[EXERCISE OBJECTIVE]
Where the records hold the string "sunlit", show the whole line it sits on.

── DATASET

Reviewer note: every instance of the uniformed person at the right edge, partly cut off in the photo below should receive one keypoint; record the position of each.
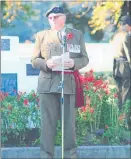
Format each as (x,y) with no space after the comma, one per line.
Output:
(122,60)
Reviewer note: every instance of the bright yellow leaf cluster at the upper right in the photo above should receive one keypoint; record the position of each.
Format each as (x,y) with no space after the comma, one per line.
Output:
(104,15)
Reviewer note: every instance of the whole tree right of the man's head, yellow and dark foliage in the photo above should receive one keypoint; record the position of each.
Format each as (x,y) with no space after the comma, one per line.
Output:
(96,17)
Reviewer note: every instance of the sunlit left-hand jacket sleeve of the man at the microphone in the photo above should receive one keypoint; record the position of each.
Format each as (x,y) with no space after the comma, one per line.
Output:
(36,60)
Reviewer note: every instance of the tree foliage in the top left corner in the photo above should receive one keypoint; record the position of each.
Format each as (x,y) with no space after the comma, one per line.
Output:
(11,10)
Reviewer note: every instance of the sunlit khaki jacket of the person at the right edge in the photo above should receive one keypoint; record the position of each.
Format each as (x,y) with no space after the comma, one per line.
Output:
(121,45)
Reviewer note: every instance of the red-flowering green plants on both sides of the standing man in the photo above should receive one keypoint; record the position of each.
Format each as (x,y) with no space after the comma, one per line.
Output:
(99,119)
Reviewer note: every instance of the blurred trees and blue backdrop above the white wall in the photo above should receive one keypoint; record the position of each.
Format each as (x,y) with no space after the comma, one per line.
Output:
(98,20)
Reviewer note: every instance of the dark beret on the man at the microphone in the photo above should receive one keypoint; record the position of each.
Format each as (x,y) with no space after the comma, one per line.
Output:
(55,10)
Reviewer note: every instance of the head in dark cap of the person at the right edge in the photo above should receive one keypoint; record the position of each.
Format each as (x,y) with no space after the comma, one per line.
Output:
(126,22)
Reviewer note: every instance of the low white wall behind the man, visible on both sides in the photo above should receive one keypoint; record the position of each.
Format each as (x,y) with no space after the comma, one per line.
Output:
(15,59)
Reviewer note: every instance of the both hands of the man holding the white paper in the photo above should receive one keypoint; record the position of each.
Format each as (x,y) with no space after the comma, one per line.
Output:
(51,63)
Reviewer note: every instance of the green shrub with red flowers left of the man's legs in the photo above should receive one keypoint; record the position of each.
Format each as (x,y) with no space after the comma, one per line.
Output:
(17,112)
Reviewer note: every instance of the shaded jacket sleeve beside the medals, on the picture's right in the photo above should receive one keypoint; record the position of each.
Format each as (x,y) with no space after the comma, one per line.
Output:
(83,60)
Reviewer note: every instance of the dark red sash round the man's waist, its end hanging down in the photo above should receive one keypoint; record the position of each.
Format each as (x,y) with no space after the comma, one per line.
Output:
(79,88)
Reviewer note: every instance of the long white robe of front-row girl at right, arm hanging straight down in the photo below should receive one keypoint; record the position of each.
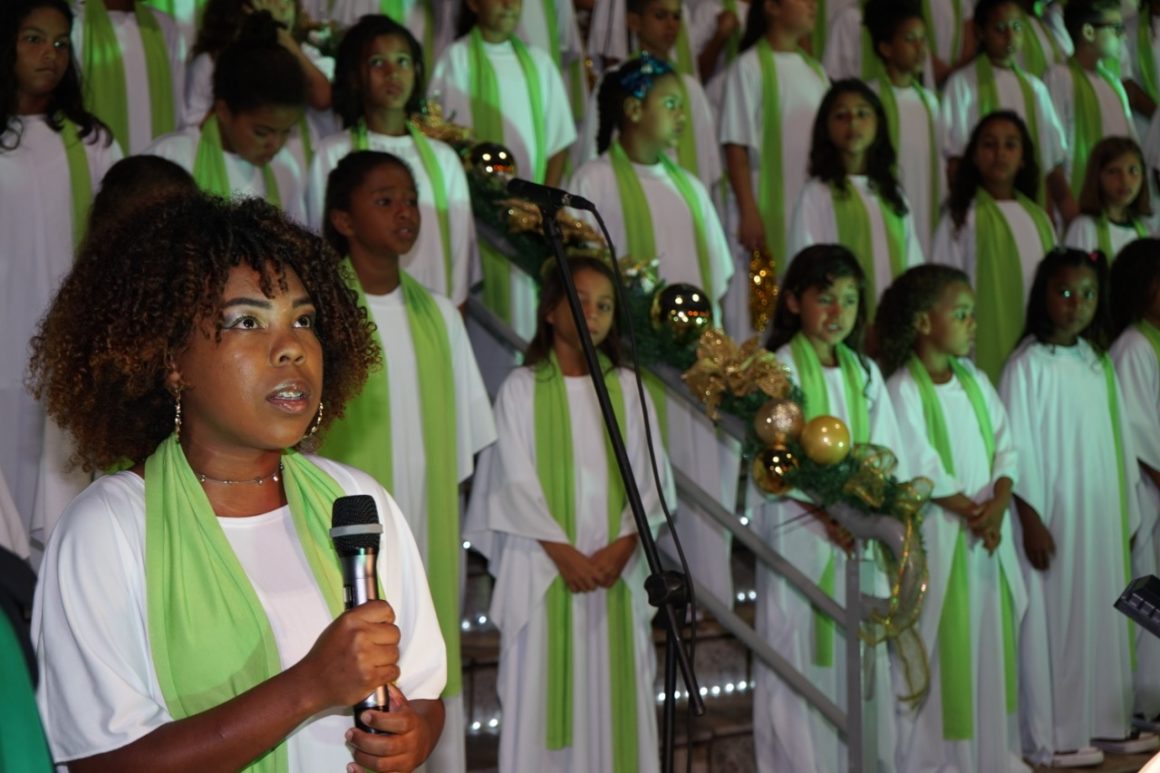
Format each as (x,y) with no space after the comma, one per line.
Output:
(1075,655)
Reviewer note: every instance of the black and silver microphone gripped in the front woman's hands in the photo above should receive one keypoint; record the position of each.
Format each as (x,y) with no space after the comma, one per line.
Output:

────

[RESULT]
Reviewer note: every instance of the sunlit left-hand jacket sleeve of the man at the microphone in the photo above should receive one keypoint; record the position of each.
Reviewer note: every instance of the sunlit khaki jacket of the person at the right edge in the photo above should receive one keypoint; record the position of each.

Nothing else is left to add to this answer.